> _Task brief_:
In your answer, transcribe all of the data exactly.

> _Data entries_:
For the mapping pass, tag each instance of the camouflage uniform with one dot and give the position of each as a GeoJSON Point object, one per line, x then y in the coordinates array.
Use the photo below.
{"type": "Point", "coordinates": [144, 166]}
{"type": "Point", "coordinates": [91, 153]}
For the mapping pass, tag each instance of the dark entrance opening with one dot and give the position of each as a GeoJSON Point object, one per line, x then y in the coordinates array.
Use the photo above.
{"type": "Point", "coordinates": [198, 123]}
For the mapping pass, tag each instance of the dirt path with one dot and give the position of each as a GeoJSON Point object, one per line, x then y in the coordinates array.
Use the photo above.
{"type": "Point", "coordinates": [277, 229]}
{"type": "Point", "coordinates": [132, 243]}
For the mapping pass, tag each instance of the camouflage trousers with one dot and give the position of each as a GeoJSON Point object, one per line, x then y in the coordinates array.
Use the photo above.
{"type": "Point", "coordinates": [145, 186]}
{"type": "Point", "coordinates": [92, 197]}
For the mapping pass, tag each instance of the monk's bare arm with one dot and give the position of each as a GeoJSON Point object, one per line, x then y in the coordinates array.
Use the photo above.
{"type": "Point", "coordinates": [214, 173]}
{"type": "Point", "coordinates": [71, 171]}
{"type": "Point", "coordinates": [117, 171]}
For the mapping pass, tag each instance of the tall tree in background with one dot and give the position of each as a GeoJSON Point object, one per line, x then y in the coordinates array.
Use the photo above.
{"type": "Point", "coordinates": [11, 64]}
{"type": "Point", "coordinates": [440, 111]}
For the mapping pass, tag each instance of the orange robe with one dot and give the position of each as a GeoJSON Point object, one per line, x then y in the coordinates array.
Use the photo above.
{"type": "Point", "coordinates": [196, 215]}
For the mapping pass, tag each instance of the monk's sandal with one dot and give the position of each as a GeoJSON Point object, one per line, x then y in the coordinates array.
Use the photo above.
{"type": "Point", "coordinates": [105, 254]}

> _Solution for this problem_:
For the mapping pass, tag each instance of the camouflage uniform with one dot and give the position of each as a GeoJSON Point object, one per line, x then y in the coordinates array.
Use the photo below.
{"type": "Point", "coordinates": [144, 166]}
{"type": "Point", "coordinates": [91, 153]}
For the mapping pass, tag each instance of the dark entrance opening with one dot and give the position of each as a GeoJSON Point object, one per line, x then y in the coordinates array.
Use the photo above.
{"type": "Point", "coordinates": [198, 123]}
For the mapping pass, tag each instance of the dirt path with one dot and give the position of each as a GeoJSON Point object, one per line, x then y in the coordinates array.
Use the photo above.
{"type": "Point", "coordinates": [277, 229]}
{"type": "Point", "coordinates": [132, 243]}
For the mapping pass, tag each instance of the camouflage trousers with one dot and give the position of each as a GeoJSON Point object, one per line, x then y in the coordinates array.
Use the photo above.
{"type": "Point", "coordinates": [145, 186]}
{"type": "Point", "coordinates": [92, 197]}
For the mapping pass, tag each instance of the monk's bare arm with one dot and give the position of each as a GeoJSON Point object, one per line, x then y in the coordinates array.
Use the photo above.
{"type": "Point", "coordinates": [214, 173]}
{"type": "Point", "coordinates": [71, 171]}
{"type": "Point", "coordinates": [117, 171]}
For the mapping pass, tag each instance of the tall tree in background with one dot and give the position of each as a GeoJSON Point object, one per line, x then y in the coordinates array.
Use the photo above.
{"type": "Point", "coordinates": [11, 64]}
{"type": "Point", "coordinates": [440, 111]}
For the mapping pass, tag each instance of the orange robe with one dot and give the position of each as a GeoJSON Point object, one per line, x then y in the coordinates array.
Use the photo above.
{"type": "Point", "coordinates": [196, 215]}
For the mapping pass, tag each instance of the monk's sandal with one dot and give the position of each as a GeoJSON Point object, one per line, x then y in the coordinates array.
Use the photo above.
{"type": "Point", "coordinates": [105, 254]}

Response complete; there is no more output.